(Records contained in a dataset)

-*-*-

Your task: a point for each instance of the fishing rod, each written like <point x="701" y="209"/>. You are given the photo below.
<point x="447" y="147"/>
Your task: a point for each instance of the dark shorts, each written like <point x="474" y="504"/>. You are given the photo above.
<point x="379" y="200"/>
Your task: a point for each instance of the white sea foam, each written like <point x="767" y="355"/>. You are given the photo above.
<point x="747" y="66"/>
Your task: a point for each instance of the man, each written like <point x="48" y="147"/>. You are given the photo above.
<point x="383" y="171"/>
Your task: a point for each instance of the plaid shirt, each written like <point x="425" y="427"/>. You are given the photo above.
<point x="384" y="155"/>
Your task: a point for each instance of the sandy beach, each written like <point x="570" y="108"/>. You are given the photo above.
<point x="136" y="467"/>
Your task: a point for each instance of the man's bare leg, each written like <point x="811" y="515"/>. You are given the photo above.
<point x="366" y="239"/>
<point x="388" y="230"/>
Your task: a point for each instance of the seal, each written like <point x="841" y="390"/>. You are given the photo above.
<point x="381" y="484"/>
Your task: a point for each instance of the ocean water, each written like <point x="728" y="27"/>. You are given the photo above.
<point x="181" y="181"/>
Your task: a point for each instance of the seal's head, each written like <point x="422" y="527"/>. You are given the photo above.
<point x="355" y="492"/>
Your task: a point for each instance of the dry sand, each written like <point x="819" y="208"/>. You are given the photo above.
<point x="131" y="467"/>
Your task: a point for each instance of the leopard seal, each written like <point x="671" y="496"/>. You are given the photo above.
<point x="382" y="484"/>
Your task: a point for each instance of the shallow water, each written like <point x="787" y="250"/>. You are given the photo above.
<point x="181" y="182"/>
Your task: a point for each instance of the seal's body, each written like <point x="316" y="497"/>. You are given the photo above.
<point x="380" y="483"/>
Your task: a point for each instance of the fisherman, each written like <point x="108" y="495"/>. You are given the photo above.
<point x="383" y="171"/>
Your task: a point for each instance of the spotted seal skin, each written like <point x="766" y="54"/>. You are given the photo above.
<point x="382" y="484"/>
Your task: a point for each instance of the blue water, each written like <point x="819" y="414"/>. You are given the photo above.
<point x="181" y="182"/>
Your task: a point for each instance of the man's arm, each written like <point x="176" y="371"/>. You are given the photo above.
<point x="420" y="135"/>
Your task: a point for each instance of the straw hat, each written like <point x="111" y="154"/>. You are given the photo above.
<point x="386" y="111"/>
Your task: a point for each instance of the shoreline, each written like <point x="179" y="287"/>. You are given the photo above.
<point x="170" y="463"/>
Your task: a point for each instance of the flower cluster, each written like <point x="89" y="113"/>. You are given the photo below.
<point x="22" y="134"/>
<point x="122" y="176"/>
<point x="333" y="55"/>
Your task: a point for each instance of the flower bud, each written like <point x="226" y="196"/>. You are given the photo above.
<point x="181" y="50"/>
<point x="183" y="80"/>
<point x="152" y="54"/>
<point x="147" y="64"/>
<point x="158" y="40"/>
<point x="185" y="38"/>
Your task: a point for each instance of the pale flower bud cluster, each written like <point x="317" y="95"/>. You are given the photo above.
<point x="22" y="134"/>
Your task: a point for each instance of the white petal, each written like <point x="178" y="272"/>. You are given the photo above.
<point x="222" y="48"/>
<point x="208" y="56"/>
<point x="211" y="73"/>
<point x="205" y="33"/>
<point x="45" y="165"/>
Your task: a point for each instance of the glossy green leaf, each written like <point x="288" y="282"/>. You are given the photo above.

-*-*-

• Short problem: Set down the material above again, word for word.

• Exercise result:
Your task: a point for each instance of the fishing rod, each written like <point x="701" y="209"/>. You are given the photo below.
<point x="447" y="147"/>
Your task: a point for each instance of the dark shorts, each written like <point x="474" y="504"/>. You are given the photo above.
<point x="379" y="200"/>
Your task: a point for each instance of the white sea foam, each written like <point x="767" y="355"/>. You are given the photo above.
<point x="747" y="66"/>
Your task: a point for each instance of the man, each written like <point x="48" y="147"/>. You are given the photo above.
<point x="383" y="171"/>
Your task: a point for each instance of the plaid shirt, each written like <point x="425" y="427"/>. You are given the photo above.
<point x="384" y="155"/>
Your task: a point for each instance of the sandy beach, each written like <point x="570" y="108"/>. You are given the photo above.
<point x="136" y="467"/>
Your task: a point for each instance of the man's bare leg, each written like <point x="811" y="515"/>. You are given the photo above.
<point x="366" y="239"/>
<point x="388" y="230"/>
Your task: a point for each instance of the seal, each written like <point x="841" y="390"/>. You are given the photo above.
<point x="381" y="484"/>
Your task: a point for each instance of the ocean water, each written like <point x="728" y="27"/>. You are given the photo above.
<point x="181" y="181"/>
Your task: a point for each instance of the seal's head, each written like <point x="422" y="527"/>. You are given the photo above.
<point x="355" y="492"/>
Your task: a point for each instance of the dry sand, each written like <point x="819" y="208"/>. You are given the photo above.
<point x="131" y="467"/>
Your task: a point for each instance of the leopard seal, each written like <point x="671" y="496"/>. You are given the photo above.
<point x="382" y="484"/>
Your task: a point for each instance of the shallow water, each written like <point x="787" y="250"/>. You are given the photo above.
<point x="181" y="182"/>
Your task: a point for each instance of the seal's body, each written like <point x="316" y="497"/>. You are given the photo above.
<point x="380" y="483"/>
Your task: a point for each instance of the fisherman, each written like <point x="108" y="495"/>. You are given the photo above.
<point x="383" y="171"/>
Your task: a point for each instance of the spotted seal skin, each written like <point x="766" y="54"/>. You are given the photo above.
<point x="382" y="484"/>
Your task: a point for each instance of the blue water, each written like <point x="819" y="414"/>. You are given the photo above.
<point x="181" y="182"/>
Your task: a point for each instance of the man's arm, each written like <point x="176" y="371"/>. You are given the photo above.
<point x="420" y="135"/>
Your task: a point for each instance of the straw hat, each written like <point x="111" y="154"/>. You are given the photo above.
<point x="386" y="111"/>
Your task: a point for each instance of the shoreline, each written like <point x="179" y="287"/>. You are given the photo above.
<point x="170" y="463"/>
Your task: a point for each instance of the flower cluster, each written like <point x="89" y="113"/>. You are given the photo below.
<point x="22" y="134"/>
<point x="122" y="176"/>
<point x="333" y="55"/>
Your task: a point for each instance of the flower bud, each written like <point x="226" y="196"/>. You are given the photo above.
<point x="181" y="50"/>
<point x="183" y="80"/>
<point x="152" y="54"/>
<point x="147" y="64"/>
<point x="158" y="40"/>
<point x="185" y="38"/>
Your task: a point for each instance of the pale flower bud cluster, each written like <point x="317" y="95"/>. You are given the photo above.
<point x="22" y="134"/>
Your task: a point for each instance of the white petal, each written like <point x="178" y="272"/>. You are given the photo above.
<point x="222" y="48"/>
<point x="208" y="56"/>
<point x="211" y="73"/>
<point x="205" y="33"/>
<point x="45" y="165"/>
Your task: a point for each instance of the glossy green leaf, each written like <point x="288" y="282"/>. You are given the photo above.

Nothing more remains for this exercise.